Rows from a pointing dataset

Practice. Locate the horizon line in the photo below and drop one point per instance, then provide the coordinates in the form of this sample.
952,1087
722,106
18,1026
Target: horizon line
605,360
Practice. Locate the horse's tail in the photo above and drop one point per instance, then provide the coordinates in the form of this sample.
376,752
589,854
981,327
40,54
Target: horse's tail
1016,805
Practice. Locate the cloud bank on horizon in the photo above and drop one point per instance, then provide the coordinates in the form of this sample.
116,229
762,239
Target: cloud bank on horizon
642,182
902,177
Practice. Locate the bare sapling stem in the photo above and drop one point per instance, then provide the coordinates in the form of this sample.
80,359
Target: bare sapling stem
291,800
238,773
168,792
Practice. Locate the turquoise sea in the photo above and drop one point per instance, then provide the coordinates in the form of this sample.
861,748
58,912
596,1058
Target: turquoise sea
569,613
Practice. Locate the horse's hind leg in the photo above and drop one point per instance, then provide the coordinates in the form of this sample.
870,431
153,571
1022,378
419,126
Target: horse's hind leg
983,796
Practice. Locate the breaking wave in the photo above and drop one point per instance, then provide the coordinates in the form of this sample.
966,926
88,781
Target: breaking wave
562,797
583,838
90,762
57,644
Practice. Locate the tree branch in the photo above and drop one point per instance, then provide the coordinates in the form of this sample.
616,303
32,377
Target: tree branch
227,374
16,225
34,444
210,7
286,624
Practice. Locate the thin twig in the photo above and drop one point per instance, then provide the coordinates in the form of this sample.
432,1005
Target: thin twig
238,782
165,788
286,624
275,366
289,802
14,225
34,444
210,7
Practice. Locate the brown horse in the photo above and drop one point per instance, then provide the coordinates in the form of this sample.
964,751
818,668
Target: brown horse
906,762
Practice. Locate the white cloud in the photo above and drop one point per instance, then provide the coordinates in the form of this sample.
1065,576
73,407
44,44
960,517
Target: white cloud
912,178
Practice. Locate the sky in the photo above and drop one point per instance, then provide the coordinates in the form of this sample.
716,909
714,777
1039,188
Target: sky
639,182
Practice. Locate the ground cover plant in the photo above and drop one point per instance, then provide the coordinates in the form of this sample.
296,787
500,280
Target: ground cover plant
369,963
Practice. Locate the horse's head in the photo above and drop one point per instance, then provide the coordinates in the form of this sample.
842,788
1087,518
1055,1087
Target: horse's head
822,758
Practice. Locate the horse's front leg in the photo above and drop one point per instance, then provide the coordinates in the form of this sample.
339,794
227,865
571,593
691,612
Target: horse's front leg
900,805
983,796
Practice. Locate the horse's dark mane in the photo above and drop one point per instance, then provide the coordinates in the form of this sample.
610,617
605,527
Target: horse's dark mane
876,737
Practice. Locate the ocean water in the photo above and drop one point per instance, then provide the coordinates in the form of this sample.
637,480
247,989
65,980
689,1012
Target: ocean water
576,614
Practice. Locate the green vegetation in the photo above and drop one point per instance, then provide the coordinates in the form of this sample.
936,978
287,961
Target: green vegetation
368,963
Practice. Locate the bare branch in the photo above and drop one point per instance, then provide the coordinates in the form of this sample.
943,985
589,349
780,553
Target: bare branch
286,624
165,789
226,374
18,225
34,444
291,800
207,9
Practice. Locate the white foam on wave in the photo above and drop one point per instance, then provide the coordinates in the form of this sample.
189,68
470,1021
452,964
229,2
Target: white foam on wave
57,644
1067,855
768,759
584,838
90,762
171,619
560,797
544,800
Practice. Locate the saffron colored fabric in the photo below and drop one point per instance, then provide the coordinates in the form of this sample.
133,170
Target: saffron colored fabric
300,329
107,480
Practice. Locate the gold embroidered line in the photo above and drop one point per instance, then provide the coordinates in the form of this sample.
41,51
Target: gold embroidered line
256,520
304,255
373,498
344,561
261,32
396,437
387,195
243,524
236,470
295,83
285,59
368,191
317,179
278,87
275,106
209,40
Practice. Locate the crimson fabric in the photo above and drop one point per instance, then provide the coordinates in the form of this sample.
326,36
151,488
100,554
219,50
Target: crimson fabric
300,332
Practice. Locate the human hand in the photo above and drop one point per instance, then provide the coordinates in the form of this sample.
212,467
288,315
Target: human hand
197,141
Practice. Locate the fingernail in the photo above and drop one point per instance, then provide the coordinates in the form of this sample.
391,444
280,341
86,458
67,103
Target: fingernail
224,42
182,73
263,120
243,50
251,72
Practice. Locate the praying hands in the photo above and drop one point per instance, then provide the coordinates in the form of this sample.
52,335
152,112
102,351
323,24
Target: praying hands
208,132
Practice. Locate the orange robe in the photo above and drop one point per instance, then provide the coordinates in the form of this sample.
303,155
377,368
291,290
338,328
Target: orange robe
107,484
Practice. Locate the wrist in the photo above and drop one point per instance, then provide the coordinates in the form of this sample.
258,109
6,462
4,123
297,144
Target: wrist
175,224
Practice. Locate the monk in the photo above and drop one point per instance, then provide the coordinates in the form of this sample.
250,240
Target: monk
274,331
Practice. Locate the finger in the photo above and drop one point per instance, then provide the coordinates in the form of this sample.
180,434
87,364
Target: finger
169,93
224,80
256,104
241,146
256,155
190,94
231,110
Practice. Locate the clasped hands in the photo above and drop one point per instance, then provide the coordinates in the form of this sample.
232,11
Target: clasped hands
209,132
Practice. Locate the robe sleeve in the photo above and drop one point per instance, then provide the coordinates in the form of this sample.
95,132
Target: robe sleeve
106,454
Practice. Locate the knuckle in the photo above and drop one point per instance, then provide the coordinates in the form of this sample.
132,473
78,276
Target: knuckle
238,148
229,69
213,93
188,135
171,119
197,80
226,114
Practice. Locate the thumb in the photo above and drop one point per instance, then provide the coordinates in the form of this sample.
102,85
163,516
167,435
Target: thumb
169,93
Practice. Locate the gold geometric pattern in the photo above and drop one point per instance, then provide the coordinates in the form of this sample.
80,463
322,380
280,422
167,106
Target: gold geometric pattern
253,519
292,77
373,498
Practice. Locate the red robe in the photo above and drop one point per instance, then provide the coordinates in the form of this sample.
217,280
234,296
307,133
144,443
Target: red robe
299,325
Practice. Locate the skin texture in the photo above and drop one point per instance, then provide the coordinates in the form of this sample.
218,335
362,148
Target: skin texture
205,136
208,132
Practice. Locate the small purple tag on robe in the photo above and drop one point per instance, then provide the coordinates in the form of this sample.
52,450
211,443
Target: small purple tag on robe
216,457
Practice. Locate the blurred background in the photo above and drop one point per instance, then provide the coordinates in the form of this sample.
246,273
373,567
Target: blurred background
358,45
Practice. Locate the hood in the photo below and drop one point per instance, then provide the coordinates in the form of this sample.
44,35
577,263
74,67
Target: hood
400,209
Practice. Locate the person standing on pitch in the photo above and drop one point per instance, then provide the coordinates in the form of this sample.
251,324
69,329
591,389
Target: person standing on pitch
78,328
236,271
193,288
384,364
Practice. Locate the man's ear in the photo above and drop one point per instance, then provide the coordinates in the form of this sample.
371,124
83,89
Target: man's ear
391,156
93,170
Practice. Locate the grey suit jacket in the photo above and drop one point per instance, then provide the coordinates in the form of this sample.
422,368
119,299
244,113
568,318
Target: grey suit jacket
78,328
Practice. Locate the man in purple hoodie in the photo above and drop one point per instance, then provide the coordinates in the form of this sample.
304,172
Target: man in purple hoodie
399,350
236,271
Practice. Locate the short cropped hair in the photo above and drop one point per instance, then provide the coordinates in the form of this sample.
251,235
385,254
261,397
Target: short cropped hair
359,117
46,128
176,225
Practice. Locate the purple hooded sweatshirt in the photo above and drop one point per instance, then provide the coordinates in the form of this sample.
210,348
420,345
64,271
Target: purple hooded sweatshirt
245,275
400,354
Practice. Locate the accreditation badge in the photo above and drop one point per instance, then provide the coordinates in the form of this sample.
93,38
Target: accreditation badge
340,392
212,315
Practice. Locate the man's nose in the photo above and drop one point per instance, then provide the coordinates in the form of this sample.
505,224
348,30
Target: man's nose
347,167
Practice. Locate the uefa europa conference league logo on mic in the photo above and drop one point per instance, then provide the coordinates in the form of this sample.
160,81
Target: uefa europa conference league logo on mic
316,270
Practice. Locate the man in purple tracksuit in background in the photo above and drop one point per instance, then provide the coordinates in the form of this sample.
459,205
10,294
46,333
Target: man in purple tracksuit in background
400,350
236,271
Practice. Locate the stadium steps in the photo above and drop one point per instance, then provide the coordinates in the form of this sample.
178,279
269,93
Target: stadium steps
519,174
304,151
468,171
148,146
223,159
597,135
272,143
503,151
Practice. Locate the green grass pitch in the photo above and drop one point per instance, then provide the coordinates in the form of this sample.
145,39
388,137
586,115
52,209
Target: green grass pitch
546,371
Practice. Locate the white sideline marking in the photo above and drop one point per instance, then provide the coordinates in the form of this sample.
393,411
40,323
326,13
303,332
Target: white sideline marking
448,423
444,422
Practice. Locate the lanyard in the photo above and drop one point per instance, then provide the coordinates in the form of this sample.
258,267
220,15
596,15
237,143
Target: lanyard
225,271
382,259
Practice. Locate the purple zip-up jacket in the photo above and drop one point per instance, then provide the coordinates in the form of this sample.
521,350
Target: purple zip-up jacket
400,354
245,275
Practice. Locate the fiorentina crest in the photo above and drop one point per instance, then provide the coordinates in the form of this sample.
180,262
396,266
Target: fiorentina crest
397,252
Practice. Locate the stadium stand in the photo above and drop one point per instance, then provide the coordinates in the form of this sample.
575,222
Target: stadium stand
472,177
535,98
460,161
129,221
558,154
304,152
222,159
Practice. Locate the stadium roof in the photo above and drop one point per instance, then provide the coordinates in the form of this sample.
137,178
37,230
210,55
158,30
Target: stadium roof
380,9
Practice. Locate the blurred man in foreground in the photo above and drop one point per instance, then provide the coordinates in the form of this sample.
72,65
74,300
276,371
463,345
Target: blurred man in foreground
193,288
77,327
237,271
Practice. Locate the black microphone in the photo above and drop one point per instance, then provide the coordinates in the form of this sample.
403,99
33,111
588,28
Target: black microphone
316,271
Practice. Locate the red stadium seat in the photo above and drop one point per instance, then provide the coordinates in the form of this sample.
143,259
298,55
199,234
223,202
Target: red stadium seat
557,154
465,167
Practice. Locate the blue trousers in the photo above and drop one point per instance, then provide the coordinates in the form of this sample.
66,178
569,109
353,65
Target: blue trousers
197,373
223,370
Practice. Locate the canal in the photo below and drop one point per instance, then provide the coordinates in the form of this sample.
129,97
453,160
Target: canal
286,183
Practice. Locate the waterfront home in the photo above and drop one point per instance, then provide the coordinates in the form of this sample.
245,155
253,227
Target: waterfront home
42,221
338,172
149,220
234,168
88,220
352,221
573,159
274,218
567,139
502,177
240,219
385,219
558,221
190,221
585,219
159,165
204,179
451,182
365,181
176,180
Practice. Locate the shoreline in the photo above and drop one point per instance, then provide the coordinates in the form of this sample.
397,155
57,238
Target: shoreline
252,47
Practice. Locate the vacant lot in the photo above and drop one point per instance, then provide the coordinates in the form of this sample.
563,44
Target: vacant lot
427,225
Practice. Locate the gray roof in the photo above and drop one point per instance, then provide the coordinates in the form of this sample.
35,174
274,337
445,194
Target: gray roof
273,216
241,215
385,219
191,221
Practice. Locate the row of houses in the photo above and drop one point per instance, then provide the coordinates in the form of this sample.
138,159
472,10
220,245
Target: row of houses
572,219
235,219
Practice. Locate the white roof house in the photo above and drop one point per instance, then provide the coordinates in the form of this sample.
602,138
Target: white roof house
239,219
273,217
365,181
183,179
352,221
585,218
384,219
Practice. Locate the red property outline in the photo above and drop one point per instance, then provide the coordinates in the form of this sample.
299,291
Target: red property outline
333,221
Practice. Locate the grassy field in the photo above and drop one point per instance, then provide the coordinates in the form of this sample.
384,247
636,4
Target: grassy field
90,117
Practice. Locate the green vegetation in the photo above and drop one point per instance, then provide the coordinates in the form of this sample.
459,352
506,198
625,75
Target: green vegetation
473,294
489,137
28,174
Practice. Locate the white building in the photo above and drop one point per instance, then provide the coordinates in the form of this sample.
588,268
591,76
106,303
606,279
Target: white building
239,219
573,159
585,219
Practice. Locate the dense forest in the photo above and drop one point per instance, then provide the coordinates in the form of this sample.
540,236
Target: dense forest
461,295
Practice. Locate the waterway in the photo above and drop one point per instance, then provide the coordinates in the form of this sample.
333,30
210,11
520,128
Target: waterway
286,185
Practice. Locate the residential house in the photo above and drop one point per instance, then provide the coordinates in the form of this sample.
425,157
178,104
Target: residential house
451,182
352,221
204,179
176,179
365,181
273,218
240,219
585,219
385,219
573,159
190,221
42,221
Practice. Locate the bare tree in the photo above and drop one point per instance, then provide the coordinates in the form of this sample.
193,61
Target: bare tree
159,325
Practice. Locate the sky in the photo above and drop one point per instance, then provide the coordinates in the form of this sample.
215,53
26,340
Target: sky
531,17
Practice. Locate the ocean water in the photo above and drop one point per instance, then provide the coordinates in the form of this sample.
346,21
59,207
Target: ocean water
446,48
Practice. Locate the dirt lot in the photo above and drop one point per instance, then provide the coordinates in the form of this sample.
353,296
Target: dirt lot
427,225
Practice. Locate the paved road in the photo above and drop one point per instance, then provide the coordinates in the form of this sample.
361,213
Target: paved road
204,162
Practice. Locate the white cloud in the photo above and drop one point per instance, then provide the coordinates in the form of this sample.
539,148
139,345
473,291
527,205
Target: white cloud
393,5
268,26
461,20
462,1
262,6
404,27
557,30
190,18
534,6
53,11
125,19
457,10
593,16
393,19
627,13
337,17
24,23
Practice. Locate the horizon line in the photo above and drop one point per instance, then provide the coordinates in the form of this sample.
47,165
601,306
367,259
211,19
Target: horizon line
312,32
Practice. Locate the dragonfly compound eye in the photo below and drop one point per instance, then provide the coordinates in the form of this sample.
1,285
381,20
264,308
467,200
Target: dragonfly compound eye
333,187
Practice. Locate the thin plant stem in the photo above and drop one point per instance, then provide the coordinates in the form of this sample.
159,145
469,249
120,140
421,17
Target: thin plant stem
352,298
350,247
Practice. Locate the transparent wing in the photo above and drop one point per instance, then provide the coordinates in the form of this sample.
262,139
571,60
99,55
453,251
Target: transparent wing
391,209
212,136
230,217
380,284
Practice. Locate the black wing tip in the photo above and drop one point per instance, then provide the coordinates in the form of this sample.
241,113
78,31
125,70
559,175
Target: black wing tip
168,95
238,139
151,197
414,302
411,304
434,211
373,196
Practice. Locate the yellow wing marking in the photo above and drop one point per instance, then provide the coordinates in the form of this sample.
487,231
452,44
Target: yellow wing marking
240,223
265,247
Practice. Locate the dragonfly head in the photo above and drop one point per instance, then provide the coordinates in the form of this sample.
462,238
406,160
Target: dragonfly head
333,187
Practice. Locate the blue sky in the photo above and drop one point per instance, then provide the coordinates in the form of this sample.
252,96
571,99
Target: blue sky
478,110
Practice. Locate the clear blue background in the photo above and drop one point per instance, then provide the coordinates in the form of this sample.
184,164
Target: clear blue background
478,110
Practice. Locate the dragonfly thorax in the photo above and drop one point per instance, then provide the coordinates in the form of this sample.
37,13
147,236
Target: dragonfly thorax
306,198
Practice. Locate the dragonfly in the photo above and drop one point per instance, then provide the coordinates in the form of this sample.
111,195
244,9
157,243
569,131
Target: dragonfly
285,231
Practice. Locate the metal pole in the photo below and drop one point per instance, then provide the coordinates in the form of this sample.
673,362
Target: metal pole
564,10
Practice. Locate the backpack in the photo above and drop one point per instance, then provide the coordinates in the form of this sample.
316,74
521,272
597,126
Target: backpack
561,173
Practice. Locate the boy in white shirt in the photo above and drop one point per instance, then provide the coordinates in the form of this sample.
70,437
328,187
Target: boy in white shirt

• _EXERCISE TASK_:
Set down nothing but the lines from the one with "Practice. Locate the transparent" through the end of the records, keeping each line exactly as written and including both ends.

• _FINISHED ANSWER_:
Practice. Locate the transparent wing in the photo above and drop one point per instance, then provide the coordinates in the form of this sample.
262,139
571,60
99,55
453,251
Target: transparent wing
391,209
212,136
230,217
380,284
Practice. Locate the black wing tip in the photo above and drop one point per instance, then provide the coordinates in the form of this sample.
241,113
78,31
125,70
559,175
Target: black wing tip
168,95
238,139
151,197
414,302
411,304
434,211
373,196
Practice. Locate the yellow wing marking in the photo above and drop one point per instance, then provide the coordinates in the form of this sample.
487,231
452,44
Target: yellow wing marking
240,223
265,247
Practice. Locate the dragonfly head in the photo above and drop one point per instance, then provide the coordinates in the form of this sample.
462,238
406,160
Target: dragonfly head
333,187
Practice. Locate the blue sky in the photo above and drop one point per instance, then provide the coordinates in the form of this sample.
252,96
571,99
Target: blue sky
478,110
Practice. Locate the clear blue background in the photo above and drop one point per instance, then provide the coordinates in the form of this sample.
184,164
Target: clear blue background
478,110
Practice. Locate the dragonfly thorax in the photo above and drop one point per instance, then provide the coordinates in the form of this sample.
37,13
147,236
Target: dragonfly thorax
306,198
Practice. Locate the dragonfly in the photo above and drop one point per instance, then provide the coordinates in the form of this sample.
111,195
244,9
157,243
569,131
Target: dragonfly
285,231
Practice. Locate the metal pole in the photo below and drop one point per instance, then provide the coordinates in the form of this sample.
673,362
Target: metal pole
564,10
Practice. Locate the backpack in the photo above and drop one point per instance, then provide the coordinates in the form of this sample.
316,74
521,272
597,126
Target: backpack
561,173
Practice. Locate the boy in white shirt in the photo above and drop one point per instance, then provide the coordinates in the form of this sample.
70,437
328,187
Target: boy in white shirt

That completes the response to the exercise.